### TASK OBJECTIVE
Copy out the records from the line containing "[ yellow butter block ]" up to and including the line containing "(338, 0), (422, 87)", changing "butter block" to "butter slab" and leaving all else unaltered.

________

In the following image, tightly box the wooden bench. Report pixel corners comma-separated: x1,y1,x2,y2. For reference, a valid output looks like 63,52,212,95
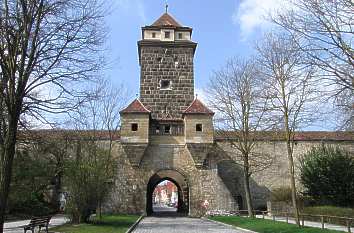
23,216,52,233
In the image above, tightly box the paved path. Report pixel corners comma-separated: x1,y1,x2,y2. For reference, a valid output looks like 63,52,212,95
4,215,68,233
256,215,348,232
133,217,249,233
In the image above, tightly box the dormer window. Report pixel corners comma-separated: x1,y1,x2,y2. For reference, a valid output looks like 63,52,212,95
132,123,138,132
164,125,171,134
160,79,172,90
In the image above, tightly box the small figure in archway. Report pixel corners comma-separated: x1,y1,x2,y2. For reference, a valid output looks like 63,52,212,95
202,199,209,215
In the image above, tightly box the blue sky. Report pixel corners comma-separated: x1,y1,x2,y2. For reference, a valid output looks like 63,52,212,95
107,0,279,96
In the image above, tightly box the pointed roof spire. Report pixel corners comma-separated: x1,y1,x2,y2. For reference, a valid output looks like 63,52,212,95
151,12,182,27
165,0,168,14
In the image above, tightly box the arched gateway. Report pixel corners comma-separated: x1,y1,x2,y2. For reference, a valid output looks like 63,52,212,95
103,10,353,217
146,170,189,215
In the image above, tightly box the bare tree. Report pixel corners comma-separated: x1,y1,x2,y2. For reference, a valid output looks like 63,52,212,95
68,81,129,222
272,0,354,129
256,33,320,226
0,0,105,232
208,58,272,217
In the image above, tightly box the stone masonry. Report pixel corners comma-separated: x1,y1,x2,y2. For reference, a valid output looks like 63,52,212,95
105,13,354,216
140,43,194,118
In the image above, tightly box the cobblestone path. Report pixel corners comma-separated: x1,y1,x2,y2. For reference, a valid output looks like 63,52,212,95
133,217,253,233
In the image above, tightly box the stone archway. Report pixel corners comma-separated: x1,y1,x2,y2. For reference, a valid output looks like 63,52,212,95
146,170,189,215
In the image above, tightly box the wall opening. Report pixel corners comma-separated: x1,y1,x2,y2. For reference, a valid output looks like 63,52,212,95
152,180,178,213
146,170,189,216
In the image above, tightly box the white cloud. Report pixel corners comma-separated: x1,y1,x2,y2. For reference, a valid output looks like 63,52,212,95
116,0,147,24
232,0,287,39
195,88,208,104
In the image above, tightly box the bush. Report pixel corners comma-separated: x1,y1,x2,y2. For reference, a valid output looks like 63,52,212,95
300,145,354,207
8,147,56,216
270,186,292,203
64,140,116,223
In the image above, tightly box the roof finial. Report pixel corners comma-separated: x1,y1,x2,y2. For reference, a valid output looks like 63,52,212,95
165,0,168,13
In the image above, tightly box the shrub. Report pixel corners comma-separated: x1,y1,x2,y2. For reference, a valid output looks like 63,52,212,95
300,145,354,206
8,147,55,216
270,186,291,203
64,140,116,223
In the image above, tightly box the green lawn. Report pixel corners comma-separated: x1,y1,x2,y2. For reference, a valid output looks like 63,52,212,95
210,216,342,233
50,215,139,233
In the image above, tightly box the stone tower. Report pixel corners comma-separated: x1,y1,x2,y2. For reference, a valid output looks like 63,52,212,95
138,13,197,120
117,12,233,216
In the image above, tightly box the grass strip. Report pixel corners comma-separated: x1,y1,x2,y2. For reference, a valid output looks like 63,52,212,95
209,216,342,233
50,215,139,233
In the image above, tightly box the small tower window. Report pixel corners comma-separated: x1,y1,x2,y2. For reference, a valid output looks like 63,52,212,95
132,123,138,132
155,125,160,135
164,125,171,134
160,80,171,89
195,124,203,132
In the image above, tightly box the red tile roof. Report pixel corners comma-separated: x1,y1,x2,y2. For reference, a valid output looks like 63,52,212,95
151,13,182,27
183,98,214,115
120,99,150,113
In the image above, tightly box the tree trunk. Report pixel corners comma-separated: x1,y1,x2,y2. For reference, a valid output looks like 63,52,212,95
0,119,17,233
243,159,253,217
286,141,300,227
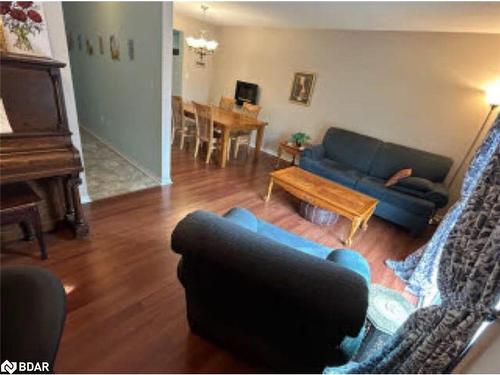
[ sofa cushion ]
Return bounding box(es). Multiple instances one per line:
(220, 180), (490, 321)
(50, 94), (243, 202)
(300, 158), (363, 188)
(396, 176), (434, 193)
(369, 143), (452, 182)
(323, 128), (382, 173)
(257, 220), (332, 259)
(356, 177), (436, 216)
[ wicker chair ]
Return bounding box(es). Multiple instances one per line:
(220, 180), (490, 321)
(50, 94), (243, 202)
(229, 103), (262, 159)
(172, 96), (196, 150)
(193, 102), (221, 164)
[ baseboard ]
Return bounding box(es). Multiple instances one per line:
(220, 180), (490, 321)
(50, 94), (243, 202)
(80, 124), (163, 185)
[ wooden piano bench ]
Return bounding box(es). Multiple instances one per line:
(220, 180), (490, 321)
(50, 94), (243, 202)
(0, 182), (47, 259)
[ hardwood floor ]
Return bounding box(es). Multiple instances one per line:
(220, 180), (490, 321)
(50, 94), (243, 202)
(1, 146), (432, 373)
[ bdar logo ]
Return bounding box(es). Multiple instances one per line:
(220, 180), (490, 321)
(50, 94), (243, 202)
(0, 360), (17, 374)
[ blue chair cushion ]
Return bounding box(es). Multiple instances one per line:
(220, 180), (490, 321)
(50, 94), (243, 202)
(300, 158), (363, 188)
(223, 207), (259, 232)
(323, 128), (382, 173)
(327, 249), (371, 285)
(356, 177), (436, 216)
(257, 220), (332, 259)
(223, 207), (332, 259)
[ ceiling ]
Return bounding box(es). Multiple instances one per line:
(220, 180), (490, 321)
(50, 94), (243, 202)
(174, 1), (500, 33)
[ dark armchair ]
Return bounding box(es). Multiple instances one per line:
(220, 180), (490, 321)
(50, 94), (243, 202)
(0, 266), (66, 372)
(172, 209), (369, 372)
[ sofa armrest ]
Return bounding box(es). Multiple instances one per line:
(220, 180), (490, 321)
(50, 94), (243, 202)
(424, 183), (449, 208)
(171, 211), (368, 340)
(302, 144), (325, 160)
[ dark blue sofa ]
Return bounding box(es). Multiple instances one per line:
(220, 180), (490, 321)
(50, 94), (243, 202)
(172, 208), (370, 373)
(300, 127), (452, 235)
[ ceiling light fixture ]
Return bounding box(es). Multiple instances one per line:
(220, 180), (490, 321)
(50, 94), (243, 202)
(186, 5), (219, 66)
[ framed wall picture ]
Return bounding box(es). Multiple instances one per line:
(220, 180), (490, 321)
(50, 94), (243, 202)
(66, 31), (75, 51)
(127, 39), (135, 61)
(98, 35), (104, 55)
(109, 35), (120, 60)
(289, 72), (316, 105)
(85, 38), (94, 56)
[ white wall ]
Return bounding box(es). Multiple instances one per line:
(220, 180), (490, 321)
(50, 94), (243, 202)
(43, 1), (89, 203)
(160, 1), (173, 185)
(173, 13), (218, 103)
(207, 27), (500, 203)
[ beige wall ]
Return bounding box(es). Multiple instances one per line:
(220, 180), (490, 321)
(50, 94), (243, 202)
(209, 27), (500, 203)
(173, 13), (218, 103)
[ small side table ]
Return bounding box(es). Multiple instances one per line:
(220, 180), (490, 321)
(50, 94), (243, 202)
(275, 141), (305, 168)
(0, 182), (47, 259)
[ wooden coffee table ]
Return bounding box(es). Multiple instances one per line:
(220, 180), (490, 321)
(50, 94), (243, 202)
(266, 167), (378, 246)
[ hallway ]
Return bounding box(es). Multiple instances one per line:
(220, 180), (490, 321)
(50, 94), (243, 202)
(80, 128), (159, 201)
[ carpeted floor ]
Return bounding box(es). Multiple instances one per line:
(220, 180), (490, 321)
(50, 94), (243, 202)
(80, 129), (159, 201)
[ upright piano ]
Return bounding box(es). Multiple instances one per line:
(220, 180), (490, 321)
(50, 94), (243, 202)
(0, 53), (89, 238)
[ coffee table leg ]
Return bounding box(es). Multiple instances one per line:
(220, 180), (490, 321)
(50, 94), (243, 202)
(266, 177), (274, 202)
(361, 207), (375, 230)
(274, 146), (283, 169)
(344, 218), (361, 246)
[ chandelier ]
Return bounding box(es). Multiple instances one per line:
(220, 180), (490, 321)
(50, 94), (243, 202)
(186, 5), (219, 66)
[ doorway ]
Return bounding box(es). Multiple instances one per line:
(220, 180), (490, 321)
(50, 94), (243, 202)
(172, 30), (184, 96)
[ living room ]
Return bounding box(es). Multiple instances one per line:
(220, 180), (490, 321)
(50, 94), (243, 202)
(1, 2), (500, 373)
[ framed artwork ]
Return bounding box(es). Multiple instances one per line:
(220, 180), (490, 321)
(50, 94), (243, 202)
(127, 39), (135, 61)
(85, 38), (94, 56)
(67, 31), (75, 51)
(289, 72), (316, 105)
(109, 35), (120, 60)
(0, 1), (52, 57)
(98, 35), (104, 55)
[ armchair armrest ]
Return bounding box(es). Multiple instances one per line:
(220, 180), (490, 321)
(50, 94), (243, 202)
(171, 211), (368, 340)
(302, 144), (325, 160)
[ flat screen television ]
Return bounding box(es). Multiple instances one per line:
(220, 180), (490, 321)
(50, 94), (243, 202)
(234, 81), (259, 105)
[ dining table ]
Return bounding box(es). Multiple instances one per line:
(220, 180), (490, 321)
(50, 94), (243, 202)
(184, 102), (268, 168)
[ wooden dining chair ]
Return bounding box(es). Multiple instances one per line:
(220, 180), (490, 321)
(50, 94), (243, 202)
(219, 96), (236, 111)
(172, 96), (196, 150)
(229, 103), (262, 159)
(193, 102), (221, 164)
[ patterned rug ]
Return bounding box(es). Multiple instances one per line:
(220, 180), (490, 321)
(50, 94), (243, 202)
(352, 284), (415, 362)
(80, 128), (158, 201)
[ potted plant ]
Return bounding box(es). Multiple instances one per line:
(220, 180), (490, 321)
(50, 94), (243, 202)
(290, 132), (311, 147)
(0, 1), (43, 51)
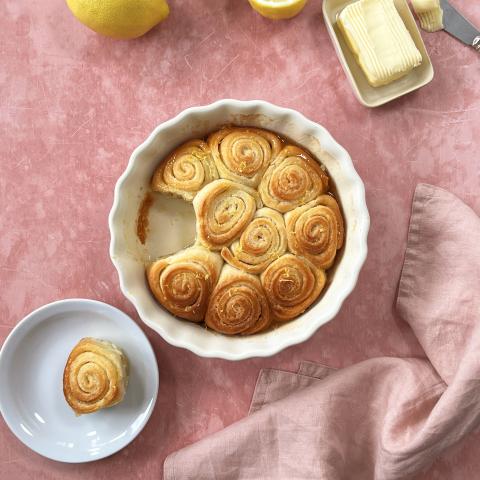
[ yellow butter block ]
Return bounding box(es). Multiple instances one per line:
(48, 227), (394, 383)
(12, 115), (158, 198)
(338, 0), (422, 87)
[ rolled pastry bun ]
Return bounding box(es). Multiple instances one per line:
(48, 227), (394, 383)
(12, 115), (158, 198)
(205, 264), (270, 335)
(151, 140), (218, 202)
(258, 145), (328, 213)
(63, 338), (128, 415)
(147, 246), (223, 322)
(260, 253), (326, 322)
(193, 180), (262, 250)
(222, 208), (287, 274)
(285, 195), (344, 270)
(208, 128), (283, 187)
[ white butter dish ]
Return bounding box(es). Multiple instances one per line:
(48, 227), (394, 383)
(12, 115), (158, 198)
(323, 0), (434, 107)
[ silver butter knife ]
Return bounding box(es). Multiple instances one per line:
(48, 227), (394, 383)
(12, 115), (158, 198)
(440, 0), (480, 52)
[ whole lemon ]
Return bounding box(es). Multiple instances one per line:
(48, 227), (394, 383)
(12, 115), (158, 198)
(66, 0), (169, 39)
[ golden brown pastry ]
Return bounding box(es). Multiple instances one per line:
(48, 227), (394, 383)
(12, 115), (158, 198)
(285, 195), (344, 270)
(208, 127), (282, 187)
(147, 246), (223, 322)
(258, 145), (328, 213)
(260, 253), (326, 322)
(193, 180), (262, 250)
(152, 140), (218, 201)
(222, 207), (287, 274)
(63, 338), (128, 415)
(205, 264), (270, 335)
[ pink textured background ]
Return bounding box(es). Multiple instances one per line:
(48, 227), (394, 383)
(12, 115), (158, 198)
(0, 0), (480, 480)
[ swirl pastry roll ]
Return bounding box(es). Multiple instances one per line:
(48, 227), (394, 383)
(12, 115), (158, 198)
(205, 264), (270, 335)
(258, 145), (328, 213)
(63, 338), (128, 415)
(285, 195), (344, 270)
(208, 128), (282, 187)
(147, 246), (223, 322)
(193, 180), (262, 250)
(260, 253), (326, 322)
(222, 208), (287, 274)
(151, 140), (218, 202)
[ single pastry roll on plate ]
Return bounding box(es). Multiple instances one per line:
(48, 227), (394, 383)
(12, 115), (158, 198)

________

### WRITTEN REPLY
[ yellow butter slab ]
Return bounding box(es). Multiple instances one per line:
(48, 227), (394, 383)
(12, 115), (158, 198)
(338, 0), (422, 87)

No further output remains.